[TASK REQUIREMENTS] Please carry on the review of Kathleen Ossip's The Do-Over from the point where it stops.
***** PAGE TEXT
The Do-Over

by Kathleen Ossip

reviewed by Heather Treseler

Kathleen Ossip’s new collection borrows its title from American slang: we “do-over” things performed poorly on a first try. It’s a term associated with film takes and sports plays, Broadway ballads and hair dyes, baptisms and buffet lines. As a gesture, a “do-over” is as American as the sales pitch or evangelical exhortation. It suggests our secular investment in redemption, in second chances, in a “sophisticated rewind” that marries technology to the afterlife.

But a “do-over” also carries the hope that art might improve upon experience, refurbishing memory—and expectation—into something more bearable. Ossip’s collection elegizes her stepmother-in-law and the loss of constitutive love, a “stunning comfort / who stapled me.” As in Ossip’s previous books, The Cold War (2011) and The Search Engine (2002), the poet frames the lyric subject within a larger cultural conceit. The Do-Over explores the role of the happenstance mother: a non-biological relation whose sustaining love defies categorization. Ossip’s speaker explores how this relationship allowed her to counter the incursions of time and, in John Berryman’s phrasing, “the horror of unlove.” In memorializing an older woman, “a friend who / couldn’t help but mother,” she traces the ache for a “do-over” in our religious, aesthetic, and consumerist paradigms, uncovering an emotional complex in our cultural moment.

On the one hand, Ossip resists the cult of maternity, the readymade sentiments of the national holiday and its Hallmark cards. In the poem “Mother’s Day,” the speaker declares,

I had no mother, I required none.
I believed in mothers like I believed in the pyramids.

They were complicated too. Monumental but hollow. Dusty but beautiful.
Mathematical and confusing.

With campy defiance, the speaker asserts that she was “motherless,” someone who did not “require” or “believe” in motherhood except as a distant monument, a tomb of antique meanings. And yet, the speaker discovers—in her addressee—someone who instinctively “mother[s],” extending care to others “like the sun.” Highlighting the difference between “mother” as noun and as a verb, Ossip parses motherhood as a social identity, a commercialized role, and a generous “sun” of nurturing warmth, depicting a love sustained without sex or a shared genetic code.

The Do-Over also includes a set of acrostic elegies for Andrea Forster Ossip, Amy Winehouse, Steve Jobs, Troy Davis, Lucian Freud, and Donna Summer. Like headstones, acrostics provide a limited space in which to render a life’s idiosyncratic patterning. In these miniature portraits, Ossip captures public icons who have become, as W. H. Auden wrote of Sigmund Freud, “a whole climate of opinion.” Thus, she writes of Lucian Freud (Sigmund’s grandson):

Lingering over
Unlovely bodies,
Couldn’t help
Intuitively rendering
A whole
Nother angel.
**********
***** INFORMATION PROVIDED
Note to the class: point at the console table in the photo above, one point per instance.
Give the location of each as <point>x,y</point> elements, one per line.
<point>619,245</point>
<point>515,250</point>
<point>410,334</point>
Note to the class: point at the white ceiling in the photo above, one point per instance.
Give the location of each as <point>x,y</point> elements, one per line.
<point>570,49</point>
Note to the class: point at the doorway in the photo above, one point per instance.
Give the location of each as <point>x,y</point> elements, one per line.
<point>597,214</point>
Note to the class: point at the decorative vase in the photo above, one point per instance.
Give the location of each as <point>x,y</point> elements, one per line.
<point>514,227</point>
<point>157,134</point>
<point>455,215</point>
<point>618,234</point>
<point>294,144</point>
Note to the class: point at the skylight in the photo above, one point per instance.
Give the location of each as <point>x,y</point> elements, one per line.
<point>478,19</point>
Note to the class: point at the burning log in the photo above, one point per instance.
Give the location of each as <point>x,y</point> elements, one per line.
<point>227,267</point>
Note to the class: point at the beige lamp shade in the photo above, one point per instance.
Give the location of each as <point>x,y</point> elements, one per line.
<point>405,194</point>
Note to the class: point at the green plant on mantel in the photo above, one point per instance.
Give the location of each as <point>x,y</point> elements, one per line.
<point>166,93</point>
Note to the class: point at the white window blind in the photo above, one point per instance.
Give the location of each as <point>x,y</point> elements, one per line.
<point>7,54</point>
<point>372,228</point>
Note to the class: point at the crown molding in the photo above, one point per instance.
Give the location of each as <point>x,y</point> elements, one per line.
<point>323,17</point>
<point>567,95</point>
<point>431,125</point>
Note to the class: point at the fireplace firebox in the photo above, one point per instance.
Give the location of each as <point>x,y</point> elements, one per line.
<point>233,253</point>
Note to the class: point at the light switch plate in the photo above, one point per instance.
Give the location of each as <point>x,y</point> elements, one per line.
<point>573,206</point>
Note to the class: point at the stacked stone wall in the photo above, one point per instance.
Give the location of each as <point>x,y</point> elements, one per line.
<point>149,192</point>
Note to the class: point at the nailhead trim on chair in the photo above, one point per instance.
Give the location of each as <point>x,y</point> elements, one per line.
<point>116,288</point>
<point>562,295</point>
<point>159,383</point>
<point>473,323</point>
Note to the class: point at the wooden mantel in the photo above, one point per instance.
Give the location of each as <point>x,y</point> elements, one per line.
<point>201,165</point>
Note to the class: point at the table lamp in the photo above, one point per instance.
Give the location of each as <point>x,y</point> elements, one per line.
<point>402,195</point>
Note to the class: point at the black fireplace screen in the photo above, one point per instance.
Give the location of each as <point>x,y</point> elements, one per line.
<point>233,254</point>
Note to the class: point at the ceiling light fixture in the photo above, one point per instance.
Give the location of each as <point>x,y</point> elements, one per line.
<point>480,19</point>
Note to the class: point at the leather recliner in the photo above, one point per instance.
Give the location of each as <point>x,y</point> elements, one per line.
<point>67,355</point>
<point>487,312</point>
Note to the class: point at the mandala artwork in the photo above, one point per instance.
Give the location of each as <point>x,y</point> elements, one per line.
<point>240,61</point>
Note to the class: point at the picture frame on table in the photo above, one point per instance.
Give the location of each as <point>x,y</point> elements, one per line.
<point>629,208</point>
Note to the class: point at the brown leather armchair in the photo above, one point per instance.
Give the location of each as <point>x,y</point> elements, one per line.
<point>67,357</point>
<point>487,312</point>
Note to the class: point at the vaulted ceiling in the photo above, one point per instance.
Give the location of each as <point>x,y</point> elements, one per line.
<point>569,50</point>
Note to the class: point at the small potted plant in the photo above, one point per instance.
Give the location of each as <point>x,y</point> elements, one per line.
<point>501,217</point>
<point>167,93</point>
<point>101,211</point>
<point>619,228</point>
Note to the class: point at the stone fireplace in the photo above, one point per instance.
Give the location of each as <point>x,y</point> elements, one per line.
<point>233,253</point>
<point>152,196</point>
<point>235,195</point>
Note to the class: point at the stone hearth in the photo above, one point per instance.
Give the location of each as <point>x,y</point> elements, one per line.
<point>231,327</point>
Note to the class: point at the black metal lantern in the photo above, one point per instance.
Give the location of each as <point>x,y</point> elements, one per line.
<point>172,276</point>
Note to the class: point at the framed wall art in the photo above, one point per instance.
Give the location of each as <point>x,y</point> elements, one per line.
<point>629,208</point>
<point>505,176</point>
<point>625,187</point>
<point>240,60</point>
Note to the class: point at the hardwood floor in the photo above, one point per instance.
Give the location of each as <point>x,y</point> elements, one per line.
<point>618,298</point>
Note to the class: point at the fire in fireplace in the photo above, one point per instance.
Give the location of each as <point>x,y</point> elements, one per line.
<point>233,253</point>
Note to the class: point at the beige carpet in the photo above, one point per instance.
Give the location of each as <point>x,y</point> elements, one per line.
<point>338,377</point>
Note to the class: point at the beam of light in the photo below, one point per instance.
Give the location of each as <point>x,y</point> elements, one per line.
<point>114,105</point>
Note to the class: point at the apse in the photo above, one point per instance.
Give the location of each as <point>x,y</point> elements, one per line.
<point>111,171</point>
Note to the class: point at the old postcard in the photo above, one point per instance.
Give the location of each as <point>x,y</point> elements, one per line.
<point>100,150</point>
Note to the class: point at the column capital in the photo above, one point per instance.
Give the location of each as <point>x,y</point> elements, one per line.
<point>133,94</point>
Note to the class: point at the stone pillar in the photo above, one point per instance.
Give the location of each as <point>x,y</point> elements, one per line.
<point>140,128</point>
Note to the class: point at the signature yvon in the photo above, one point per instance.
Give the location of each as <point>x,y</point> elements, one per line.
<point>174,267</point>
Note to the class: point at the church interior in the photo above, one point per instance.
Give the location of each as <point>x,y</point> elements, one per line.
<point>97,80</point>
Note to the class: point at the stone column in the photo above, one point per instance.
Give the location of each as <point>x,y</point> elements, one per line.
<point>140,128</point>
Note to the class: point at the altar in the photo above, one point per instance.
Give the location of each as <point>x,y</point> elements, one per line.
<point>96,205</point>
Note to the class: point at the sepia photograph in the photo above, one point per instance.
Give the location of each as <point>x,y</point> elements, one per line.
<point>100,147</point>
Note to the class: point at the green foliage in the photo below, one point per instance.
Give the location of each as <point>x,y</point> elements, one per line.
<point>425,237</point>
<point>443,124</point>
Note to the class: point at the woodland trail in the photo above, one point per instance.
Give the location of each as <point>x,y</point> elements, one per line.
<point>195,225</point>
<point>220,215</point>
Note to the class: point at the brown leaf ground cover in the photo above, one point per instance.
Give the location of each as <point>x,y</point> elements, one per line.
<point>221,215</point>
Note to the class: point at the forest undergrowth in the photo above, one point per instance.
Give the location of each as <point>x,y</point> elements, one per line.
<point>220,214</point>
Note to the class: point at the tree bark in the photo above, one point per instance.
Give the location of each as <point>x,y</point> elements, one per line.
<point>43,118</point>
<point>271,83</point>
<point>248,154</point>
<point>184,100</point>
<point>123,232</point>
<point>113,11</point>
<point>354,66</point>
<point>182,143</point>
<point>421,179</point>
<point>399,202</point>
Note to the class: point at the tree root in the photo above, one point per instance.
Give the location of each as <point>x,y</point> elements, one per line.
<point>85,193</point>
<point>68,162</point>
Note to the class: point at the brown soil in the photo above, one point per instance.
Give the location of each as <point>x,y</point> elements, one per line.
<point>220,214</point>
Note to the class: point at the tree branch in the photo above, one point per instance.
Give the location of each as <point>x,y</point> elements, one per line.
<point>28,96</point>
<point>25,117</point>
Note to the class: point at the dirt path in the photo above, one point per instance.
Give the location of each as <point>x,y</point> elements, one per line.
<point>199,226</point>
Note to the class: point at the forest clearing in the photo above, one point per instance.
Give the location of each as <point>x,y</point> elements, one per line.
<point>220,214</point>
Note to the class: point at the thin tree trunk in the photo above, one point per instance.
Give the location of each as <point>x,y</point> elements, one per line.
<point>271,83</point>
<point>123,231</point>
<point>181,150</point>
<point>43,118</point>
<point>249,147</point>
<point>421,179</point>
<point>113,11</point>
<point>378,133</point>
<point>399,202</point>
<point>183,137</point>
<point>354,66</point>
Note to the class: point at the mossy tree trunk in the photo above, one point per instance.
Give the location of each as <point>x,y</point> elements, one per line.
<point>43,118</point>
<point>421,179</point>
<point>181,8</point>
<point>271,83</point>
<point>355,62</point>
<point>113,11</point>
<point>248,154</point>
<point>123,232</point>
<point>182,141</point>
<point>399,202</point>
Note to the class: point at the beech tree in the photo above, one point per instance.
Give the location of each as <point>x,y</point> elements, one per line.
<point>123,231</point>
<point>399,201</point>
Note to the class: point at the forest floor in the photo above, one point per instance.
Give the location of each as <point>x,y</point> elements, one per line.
**********
[WRITTEN RESPONSE]
Facts are
Relics—an
Effect worth
Undertaking: yes,
Dear daylight?

Ossip cites the luminosity that Lucian Freud brought to ordinary bodies, the fictive “factuality” of his hyper-realism. It’s an effect that Ossip mimics in many of her own poems, including “It’s hard to keep identities,” in which the speaker recounts falling in love with “a Great Man! Who had a god in him.” Ex-lovers, a young daughter, cutthroat colleagues, an accordion player, a Renaissance painter, and pop singers all cross the speaker’s threshold of identity and shift it. Writing, for Ossip, seems to provide a provisional stay against confusion, saving identity “from ruination” by continually offering it new shapes.

The Do-Over enacts the impossibility of getting things completely right, even in a second try. But “rightness” is not the mission statement of these poems, which aim instead at a thickness of meaning. This supremely protean, dexterous poet focuses her reader’s attention on the hinges between the physical and metaphysical, on the reinvention of narrative and metaphor. In the title poem, the speaker gives herself (and her reader) a set of imperatives:

So kiss the mainstream culture, let it go.

Let go of that beautiful despair.
The shackles of the lyric, let them go.
In the clearing, the now is falling. . . .

There’s something modern within us,
grieving in middle age,
and its intensity stands
between us and death

in the school, the dappled school, of patience.

Ossip suggests that we let grief enliven us, shake up our language, darken our metaphors, and tear us awake. In haiku and acrostics, sonnets and syllabics, ekphrasis and epigrams, the poet urges her reader—as she writes in “Words for a Newborn”—to “give yourself to every fresh chaos / … / This performance will fill eighty years / or more.” To follow Ossip’s dare, we’d best check our “do-over” yearning at the stage door and learn to sing without trusting in an encore.